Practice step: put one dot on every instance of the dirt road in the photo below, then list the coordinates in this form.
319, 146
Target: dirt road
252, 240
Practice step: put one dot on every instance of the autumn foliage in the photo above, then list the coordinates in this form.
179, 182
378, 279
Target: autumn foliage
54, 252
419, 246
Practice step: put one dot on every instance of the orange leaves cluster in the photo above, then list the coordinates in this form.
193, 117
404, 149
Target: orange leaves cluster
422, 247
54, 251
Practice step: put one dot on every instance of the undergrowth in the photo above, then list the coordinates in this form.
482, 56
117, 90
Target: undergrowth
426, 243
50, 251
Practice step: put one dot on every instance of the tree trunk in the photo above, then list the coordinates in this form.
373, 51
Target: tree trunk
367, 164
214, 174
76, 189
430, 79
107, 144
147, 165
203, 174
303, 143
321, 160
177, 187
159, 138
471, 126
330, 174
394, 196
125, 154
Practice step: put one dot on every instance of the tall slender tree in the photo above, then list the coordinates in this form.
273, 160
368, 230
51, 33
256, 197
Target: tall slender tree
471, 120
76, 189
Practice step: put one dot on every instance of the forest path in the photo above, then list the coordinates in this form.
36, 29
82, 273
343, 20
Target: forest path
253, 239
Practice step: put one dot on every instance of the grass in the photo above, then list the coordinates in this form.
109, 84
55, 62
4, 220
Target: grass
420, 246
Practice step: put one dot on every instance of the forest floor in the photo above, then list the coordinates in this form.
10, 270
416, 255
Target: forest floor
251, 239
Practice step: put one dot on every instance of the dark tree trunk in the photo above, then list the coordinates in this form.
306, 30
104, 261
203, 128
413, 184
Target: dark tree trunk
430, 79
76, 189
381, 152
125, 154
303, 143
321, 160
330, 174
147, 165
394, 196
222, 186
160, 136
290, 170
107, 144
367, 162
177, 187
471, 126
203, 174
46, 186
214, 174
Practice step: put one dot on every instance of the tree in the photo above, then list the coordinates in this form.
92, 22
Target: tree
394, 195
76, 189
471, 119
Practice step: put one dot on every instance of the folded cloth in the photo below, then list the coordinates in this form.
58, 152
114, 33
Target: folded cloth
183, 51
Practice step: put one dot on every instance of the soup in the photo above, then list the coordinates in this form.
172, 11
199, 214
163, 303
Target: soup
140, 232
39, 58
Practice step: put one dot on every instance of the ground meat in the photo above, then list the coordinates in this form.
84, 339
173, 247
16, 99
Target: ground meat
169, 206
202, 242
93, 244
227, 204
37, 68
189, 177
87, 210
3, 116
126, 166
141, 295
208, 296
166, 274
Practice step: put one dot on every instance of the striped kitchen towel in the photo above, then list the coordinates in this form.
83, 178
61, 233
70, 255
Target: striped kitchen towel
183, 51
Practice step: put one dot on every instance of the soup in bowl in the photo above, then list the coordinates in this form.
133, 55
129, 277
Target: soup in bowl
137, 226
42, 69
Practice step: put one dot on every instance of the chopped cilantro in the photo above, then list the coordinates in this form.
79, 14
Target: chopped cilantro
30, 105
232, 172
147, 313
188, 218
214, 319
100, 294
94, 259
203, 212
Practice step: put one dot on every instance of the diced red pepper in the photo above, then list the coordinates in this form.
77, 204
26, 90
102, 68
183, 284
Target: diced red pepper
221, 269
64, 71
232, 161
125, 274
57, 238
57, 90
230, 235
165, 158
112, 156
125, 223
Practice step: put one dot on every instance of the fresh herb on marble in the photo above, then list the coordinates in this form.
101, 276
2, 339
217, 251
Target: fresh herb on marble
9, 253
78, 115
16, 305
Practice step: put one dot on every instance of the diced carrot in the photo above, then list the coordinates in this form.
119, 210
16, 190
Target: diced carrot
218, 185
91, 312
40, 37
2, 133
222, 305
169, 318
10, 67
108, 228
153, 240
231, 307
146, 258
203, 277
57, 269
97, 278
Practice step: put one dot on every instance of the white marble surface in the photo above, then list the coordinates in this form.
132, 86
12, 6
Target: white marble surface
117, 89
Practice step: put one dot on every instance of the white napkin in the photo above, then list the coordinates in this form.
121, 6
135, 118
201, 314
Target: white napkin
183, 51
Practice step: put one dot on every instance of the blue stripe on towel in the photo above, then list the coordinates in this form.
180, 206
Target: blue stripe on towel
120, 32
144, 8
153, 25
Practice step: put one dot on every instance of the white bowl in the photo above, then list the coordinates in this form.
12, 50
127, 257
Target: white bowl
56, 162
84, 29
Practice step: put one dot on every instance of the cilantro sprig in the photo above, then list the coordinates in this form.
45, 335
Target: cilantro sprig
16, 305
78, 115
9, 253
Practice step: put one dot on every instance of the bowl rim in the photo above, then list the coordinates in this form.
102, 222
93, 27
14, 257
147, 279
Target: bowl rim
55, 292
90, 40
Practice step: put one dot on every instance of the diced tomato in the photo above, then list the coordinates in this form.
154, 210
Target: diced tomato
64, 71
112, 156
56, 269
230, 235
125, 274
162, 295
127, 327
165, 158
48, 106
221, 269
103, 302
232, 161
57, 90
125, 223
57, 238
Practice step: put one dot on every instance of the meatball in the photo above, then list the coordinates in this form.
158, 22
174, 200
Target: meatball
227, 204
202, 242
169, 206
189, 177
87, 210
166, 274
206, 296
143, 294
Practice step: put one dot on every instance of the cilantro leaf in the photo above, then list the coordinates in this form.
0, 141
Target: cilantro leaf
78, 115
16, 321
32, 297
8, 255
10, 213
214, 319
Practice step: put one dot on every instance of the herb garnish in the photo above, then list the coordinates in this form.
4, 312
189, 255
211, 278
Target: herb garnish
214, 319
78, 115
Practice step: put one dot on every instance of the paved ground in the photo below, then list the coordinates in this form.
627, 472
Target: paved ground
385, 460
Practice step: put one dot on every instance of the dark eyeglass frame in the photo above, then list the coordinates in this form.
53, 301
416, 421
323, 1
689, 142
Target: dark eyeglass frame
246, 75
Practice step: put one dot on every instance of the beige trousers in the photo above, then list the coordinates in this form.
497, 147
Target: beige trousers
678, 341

* * * *

EXERCISE GOAL: Your task is to write out the lines from the one with "Practice step: put one dot on every instance of the herb" through the end of the records, exactly and with nothing added.

FULL RESPONSE:
Practice step: put one dot on every instance of the herb garnish in the photo above, then list the coordinates in this form.
4, 312
189, 255
211, 278
Target: herb garnish
214, 319
78, 115
Practice step: put one dot on every instance of the paved ground in the photo below, then list the coordinates in this form.
627, 472
Target: paved ground
385, 460
Practice step: put one dot on every instance of the dark eyeglass frame in the photo above, then list the coordinates in this form.
53, 301
416, 421
323, 1
689, 142
Target: dark eyeglass frame
246, 75
Practice step: put one dot on every instance of the beige trousers in the photo above, then list the coordinates in this form.
497, 147
Target: beige trousers
678, 341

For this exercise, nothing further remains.